Description of the task: Which lines in the material below contain the string "wicker"? Copy each of those lines out in full.

[START OF Extracted material]

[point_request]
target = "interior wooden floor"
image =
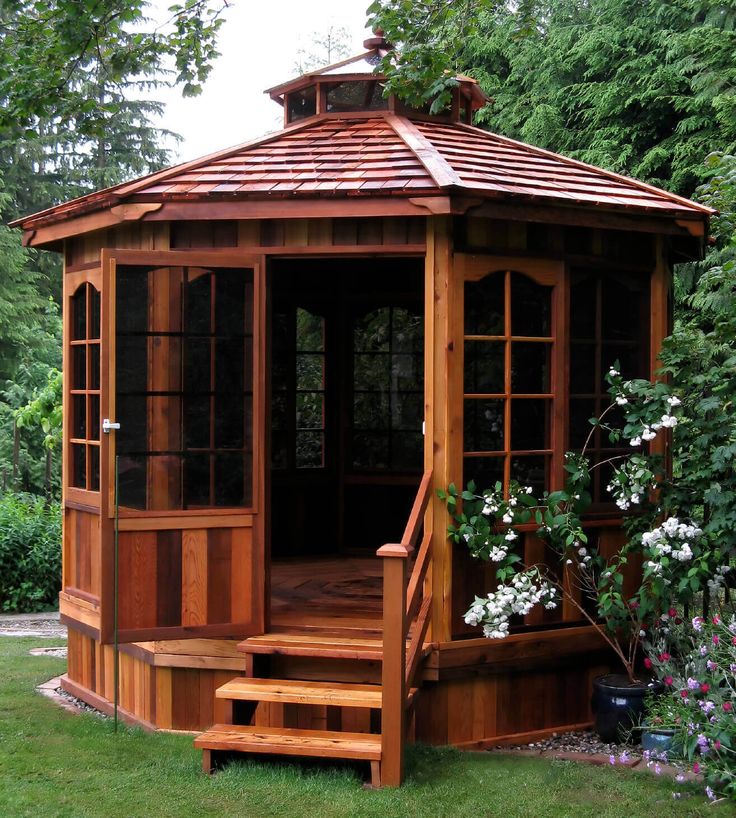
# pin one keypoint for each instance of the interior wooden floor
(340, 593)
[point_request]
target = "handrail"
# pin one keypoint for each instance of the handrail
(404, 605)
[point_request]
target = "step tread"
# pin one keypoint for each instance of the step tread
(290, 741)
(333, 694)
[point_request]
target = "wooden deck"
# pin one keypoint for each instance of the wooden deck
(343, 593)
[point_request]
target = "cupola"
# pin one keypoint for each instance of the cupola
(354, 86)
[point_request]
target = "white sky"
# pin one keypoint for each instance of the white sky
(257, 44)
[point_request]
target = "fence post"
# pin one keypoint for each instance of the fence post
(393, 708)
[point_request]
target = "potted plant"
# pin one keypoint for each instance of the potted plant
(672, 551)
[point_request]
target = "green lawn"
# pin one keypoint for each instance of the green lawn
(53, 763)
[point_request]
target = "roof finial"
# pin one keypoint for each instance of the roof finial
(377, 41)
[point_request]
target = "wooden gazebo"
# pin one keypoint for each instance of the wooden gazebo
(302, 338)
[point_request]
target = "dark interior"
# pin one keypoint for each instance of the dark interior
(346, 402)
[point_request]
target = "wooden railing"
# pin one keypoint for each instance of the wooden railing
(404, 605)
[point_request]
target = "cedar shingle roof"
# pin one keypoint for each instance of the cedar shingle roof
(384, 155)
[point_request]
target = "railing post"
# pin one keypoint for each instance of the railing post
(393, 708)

[END OF Extracted material]
[START OF Extracted material]

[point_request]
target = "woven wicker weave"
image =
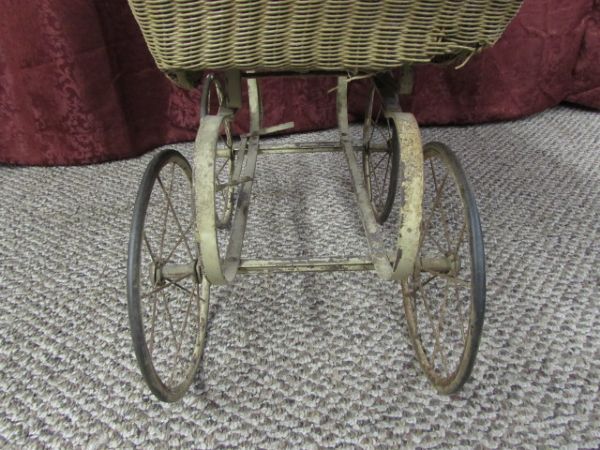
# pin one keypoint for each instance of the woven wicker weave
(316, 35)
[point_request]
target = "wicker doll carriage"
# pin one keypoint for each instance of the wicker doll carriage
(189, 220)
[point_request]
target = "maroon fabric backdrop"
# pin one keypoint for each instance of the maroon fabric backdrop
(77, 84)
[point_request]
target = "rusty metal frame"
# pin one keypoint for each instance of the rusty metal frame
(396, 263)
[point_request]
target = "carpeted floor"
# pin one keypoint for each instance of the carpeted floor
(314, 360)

[END OF Extracted material]

Complete output:
target = "woven wicker weave"
# pin one keypoint for each instance of the woven wicker weave
target = "wicker doll carriage"
# pin one keypoint for each instance of the wicker doll carriage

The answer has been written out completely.